Task description
Rewrite the stretch of data from the start through the line containing "positive clicks: (182, 1632)", swapping every "instance" for "object" and leaving everything else the same.

Dataset content
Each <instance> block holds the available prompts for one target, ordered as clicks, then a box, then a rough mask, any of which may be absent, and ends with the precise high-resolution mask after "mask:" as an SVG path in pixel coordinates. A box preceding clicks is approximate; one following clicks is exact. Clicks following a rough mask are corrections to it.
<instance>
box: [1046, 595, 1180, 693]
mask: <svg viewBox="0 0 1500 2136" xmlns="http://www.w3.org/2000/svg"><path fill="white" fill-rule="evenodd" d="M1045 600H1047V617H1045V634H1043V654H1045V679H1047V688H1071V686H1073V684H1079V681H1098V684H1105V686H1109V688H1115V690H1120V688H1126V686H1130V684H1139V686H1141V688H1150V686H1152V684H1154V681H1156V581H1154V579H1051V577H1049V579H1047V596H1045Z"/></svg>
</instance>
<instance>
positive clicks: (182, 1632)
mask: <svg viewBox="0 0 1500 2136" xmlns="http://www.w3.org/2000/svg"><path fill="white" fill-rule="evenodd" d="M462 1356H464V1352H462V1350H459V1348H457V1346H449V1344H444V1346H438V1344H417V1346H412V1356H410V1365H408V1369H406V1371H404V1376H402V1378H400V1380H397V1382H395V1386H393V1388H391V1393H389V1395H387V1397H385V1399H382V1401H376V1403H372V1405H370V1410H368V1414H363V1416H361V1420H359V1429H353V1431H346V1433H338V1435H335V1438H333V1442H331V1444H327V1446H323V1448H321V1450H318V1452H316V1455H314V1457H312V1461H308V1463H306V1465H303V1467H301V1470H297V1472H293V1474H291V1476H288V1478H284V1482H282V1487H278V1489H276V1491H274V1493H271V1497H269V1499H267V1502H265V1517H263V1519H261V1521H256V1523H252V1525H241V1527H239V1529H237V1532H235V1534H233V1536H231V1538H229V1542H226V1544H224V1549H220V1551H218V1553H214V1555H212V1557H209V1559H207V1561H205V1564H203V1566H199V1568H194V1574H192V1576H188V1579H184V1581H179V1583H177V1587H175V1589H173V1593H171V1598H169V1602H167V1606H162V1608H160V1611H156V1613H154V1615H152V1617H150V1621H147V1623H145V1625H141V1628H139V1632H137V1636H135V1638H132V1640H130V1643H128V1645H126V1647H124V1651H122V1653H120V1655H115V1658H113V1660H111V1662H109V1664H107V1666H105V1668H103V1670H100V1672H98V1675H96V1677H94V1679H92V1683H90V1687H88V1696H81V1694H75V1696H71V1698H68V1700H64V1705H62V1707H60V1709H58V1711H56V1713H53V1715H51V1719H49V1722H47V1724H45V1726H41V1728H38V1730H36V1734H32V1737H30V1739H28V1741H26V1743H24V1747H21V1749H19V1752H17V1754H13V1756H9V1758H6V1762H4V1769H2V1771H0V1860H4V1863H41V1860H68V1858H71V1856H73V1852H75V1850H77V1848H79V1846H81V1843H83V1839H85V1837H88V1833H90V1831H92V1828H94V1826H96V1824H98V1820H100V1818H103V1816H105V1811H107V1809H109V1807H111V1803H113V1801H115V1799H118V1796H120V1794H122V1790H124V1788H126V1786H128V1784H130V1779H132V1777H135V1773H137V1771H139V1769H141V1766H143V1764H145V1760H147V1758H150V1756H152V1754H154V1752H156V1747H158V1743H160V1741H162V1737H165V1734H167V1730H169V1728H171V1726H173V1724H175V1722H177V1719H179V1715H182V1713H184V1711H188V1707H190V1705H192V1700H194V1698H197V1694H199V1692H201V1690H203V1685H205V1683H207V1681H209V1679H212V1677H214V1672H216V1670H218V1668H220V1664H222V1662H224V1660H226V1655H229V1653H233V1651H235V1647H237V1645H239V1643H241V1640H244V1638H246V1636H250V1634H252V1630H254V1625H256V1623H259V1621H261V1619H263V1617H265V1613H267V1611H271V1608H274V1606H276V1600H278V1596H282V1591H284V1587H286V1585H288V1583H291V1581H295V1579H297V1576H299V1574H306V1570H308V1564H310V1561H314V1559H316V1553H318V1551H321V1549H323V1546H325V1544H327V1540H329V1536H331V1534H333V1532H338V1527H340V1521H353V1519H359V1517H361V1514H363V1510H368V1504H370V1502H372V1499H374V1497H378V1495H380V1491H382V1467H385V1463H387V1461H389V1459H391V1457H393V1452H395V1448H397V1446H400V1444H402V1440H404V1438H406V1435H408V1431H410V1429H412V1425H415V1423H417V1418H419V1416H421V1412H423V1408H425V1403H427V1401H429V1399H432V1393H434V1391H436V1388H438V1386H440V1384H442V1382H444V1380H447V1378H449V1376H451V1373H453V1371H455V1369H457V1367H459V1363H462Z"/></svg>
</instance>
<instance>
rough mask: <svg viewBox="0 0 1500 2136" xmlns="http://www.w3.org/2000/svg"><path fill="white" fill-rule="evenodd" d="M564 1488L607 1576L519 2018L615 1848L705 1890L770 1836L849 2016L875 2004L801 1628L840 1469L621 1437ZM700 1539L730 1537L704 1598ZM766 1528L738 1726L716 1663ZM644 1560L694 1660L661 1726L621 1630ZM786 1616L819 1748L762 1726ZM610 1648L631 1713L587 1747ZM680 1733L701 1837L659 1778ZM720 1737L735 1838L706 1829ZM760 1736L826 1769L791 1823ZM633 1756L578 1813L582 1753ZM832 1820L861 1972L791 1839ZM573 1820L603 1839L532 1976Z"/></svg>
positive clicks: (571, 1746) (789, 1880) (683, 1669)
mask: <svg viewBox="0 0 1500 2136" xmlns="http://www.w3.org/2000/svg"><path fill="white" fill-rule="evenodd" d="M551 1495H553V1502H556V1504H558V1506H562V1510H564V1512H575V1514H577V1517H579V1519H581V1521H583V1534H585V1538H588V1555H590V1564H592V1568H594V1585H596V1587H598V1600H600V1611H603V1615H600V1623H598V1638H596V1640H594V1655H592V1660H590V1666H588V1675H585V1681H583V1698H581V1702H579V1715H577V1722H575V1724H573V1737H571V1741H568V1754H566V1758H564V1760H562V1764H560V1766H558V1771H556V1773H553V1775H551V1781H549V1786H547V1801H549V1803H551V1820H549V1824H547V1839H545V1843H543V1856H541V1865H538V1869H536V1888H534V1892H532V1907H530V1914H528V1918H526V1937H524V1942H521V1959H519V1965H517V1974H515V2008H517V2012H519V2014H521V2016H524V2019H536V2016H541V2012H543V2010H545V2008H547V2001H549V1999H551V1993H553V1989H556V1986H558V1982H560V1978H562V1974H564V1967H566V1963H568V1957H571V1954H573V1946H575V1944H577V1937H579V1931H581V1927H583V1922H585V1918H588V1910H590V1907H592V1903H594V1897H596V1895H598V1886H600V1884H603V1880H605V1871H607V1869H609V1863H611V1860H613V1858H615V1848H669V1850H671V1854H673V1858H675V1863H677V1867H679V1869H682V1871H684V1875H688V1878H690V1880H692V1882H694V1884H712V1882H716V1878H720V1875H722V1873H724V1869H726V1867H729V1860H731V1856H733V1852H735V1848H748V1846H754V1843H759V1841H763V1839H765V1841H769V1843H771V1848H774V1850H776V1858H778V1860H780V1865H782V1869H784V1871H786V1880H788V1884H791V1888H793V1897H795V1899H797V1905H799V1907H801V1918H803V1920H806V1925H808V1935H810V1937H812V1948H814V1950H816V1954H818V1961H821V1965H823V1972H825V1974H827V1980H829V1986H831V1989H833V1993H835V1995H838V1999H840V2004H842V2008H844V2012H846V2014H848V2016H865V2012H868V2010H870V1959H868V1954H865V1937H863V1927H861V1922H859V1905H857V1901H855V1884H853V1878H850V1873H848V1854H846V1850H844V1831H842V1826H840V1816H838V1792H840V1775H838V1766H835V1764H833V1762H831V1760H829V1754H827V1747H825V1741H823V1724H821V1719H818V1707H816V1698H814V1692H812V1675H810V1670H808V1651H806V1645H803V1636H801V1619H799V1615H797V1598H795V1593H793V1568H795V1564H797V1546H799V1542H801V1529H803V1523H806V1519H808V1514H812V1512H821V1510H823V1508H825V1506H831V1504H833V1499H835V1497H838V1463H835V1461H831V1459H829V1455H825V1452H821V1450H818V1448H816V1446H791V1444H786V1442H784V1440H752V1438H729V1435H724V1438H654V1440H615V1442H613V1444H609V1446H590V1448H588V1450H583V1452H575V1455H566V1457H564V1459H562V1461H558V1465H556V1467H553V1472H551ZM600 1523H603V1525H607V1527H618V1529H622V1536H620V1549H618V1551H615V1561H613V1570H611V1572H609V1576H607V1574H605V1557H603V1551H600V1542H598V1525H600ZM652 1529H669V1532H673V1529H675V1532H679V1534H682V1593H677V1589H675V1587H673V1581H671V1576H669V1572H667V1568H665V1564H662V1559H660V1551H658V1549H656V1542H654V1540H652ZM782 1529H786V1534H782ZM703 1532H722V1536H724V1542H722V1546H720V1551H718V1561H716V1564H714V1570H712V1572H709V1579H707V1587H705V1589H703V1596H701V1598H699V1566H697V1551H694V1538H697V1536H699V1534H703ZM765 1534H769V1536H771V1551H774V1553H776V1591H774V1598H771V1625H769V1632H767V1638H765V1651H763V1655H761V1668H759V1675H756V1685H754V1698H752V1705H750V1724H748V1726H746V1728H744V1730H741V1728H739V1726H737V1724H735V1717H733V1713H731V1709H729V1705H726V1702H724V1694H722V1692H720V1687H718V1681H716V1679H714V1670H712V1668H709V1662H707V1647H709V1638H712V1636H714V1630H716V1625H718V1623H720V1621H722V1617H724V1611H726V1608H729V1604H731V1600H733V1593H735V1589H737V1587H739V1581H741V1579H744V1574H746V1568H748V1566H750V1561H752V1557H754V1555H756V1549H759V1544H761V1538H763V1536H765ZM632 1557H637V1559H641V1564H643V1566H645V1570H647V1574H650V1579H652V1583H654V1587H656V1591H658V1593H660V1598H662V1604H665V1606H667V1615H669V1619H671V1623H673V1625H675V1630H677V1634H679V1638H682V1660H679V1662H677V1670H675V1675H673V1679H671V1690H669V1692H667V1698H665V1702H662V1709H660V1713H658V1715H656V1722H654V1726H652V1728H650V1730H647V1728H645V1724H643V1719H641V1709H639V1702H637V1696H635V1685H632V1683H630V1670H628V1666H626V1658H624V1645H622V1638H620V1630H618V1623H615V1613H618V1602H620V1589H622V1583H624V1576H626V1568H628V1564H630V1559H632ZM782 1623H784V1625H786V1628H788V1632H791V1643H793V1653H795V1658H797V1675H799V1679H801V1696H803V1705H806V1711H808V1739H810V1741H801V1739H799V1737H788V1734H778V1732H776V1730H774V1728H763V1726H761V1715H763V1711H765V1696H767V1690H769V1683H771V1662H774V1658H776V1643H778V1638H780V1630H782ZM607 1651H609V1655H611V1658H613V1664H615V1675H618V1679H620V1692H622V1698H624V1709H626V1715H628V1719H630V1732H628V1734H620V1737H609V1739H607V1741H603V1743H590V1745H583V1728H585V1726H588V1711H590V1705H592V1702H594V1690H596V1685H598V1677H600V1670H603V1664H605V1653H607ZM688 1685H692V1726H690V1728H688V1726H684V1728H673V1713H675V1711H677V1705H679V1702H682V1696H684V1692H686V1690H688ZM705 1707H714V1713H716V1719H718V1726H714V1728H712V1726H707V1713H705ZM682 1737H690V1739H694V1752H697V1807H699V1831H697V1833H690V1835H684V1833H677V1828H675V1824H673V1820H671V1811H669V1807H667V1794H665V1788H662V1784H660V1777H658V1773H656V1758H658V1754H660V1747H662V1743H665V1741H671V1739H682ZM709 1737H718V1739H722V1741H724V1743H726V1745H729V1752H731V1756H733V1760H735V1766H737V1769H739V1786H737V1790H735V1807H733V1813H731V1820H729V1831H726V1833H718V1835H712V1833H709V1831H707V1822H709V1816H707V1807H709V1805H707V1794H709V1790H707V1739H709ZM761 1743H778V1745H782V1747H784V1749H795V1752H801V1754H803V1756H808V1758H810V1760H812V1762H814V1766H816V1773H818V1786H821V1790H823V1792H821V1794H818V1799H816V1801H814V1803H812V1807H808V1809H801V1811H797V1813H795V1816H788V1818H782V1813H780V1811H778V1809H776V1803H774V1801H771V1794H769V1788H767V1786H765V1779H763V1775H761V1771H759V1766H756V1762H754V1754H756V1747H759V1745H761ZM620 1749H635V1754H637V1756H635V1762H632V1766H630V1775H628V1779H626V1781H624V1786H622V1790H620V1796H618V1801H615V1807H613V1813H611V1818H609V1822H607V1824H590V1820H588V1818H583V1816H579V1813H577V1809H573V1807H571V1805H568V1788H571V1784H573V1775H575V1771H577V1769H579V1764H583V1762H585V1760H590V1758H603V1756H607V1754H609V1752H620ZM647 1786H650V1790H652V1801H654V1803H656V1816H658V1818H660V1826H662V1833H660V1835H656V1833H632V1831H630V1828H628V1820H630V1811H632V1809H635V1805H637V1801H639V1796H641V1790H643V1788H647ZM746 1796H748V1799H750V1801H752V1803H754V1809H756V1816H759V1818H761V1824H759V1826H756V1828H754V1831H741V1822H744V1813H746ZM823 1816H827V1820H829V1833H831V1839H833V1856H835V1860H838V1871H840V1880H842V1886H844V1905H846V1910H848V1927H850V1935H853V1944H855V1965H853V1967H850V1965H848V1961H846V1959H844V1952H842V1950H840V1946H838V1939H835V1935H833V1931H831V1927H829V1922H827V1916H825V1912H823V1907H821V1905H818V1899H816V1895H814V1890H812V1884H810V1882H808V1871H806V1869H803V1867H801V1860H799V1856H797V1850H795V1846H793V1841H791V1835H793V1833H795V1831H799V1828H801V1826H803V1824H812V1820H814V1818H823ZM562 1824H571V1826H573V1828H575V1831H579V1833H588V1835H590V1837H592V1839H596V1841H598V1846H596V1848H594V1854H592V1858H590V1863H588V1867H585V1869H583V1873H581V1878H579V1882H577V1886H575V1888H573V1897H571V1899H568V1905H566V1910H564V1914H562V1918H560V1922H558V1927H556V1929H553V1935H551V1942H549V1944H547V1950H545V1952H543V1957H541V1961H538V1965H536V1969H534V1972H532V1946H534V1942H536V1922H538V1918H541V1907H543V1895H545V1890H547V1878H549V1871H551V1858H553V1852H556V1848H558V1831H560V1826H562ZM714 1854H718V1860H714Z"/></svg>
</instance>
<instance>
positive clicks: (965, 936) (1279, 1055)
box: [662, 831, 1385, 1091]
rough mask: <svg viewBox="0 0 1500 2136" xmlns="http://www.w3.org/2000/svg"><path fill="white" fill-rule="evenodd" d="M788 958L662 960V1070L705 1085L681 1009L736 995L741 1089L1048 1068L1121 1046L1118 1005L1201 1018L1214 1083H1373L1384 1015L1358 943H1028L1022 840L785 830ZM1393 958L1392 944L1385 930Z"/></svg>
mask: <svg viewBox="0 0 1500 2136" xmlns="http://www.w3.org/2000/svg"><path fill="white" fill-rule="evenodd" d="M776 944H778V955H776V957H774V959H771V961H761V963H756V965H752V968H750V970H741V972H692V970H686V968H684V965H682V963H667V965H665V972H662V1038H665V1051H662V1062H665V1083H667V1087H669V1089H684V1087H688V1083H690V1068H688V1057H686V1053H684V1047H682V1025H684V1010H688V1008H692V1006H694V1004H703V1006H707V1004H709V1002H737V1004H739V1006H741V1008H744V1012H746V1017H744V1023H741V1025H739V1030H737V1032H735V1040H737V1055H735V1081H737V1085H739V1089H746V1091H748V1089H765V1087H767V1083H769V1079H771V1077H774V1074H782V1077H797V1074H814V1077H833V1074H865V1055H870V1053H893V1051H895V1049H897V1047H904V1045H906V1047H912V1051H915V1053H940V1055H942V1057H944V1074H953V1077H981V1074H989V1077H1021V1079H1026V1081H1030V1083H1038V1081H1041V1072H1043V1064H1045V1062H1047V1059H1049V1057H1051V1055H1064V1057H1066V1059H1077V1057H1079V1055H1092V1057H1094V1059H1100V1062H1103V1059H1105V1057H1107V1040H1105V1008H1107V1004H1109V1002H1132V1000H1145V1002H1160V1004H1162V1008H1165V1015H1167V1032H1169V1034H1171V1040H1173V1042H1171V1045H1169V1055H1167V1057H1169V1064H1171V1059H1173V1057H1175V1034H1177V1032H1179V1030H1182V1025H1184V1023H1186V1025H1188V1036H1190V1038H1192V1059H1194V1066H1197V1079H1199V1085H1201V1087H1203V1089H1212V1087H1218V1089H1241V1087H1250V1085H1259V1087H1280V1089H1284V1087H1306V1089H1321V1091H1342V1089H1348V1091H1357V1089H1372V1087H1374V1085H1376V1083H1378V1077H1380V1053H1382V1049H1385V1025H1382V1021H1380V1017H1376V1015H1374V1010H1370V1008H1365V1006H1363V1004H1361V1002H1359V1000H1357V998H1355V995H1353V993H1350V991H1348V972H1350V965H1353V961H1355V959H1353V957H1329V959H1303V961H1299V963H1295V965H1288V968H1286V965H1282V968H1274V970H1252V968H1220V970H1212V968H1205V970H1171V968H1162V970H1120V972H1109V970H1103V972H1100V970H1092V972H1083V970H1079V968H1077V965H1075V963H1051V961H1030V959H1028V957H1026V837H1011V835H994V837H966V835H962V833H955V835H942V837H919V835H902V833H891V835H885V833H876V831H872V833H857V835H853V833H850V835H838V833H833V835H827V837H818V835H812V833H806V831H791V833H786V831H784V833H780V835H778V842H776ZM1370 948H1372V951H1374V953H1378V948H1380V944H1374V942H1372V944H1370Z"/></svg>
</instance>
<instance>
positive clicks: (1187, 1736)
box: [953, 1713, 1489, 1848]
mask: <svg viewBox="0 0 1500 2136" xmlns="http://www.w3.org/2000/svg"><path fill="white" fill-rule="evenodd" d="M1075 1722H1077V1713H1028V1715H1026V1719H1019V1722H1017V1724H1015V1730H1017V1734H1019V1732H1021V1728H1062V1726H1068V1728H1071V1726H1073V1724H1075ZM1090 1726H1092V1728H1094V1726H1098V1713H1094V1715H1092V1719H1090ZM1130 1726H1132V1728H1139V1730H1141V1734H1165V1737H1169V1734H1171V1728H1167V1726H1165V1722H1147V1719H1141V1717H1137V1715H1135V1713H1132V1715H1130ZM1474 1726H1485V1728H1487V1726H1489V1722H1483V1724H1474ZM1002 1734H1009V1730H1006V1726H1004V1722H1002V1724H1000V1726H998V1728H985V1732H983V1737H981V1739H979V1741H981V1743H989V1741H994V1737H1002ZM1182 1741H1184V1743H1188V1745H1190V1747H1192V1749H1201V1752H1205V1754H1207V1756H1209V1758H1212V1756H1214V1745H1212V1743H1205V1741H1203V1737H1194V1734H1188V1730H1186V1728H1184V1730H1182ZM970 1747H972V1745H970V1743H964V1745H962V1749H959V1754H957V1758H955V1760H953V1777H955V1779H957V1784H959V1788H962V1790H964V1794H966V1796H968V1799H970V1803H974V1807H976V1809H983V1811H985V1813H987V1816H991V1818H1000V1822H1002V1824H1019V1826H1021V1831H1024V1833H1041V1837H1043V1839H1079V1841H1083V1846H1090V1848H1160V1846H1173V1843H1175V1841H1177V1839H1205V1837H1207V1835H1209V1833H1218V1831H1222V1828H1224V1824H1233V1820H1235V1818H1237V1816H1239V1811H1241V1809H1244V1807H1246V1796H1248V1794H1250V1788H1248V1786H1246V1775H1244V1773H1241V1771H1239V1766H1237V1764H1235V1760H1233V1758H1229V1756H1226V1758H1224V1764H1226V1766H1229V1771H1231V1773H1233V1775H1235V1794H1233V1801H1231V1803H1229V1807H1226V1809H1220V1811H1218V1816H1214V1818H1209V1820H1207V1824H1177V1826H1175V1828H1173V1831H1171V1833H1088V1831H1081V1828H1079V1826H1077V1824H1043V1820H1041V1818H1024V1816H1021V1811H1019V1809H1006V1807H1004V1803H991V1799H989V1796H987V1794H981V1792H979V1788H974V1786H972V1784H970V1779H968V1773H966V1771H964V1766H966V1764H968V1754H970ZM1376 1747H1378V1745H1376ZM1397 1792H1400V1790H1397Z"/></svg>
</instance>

Result
Each <object> block holds the available prompts for one target, ordered as clicks, then a box, then a rough mask, any of which may be absent, and ends with the precise high-resolution mask after "mask:" as an SVG path in pixel coordinates. A box preceding clicks is approximate; one following clicks is exact. Clicks following a rough mask are corrections to it.
<object>
box: [1046, 595, 1180, 693]
mask: <svg viewBox="0 0 1500 2136" xmlns="http://www.w3.org/2000/svg"><path fill="white" fill-rule="evenodd" d="M1045 600H1047V617H1045V634H1043V654H1045V679H1047V688H1071V686H1073V684H1079V681H1098V684H1105V686H1109V688H1115V690H1120V688H1126V686H1130V684H1139V686H1141V688H1150V686H1152V684H1154V681H1156V581H1154V579H1051V577H1049V579H1047V596H1045Z"/></svg>
</object>
<object>
positive clicks: (182, 1632)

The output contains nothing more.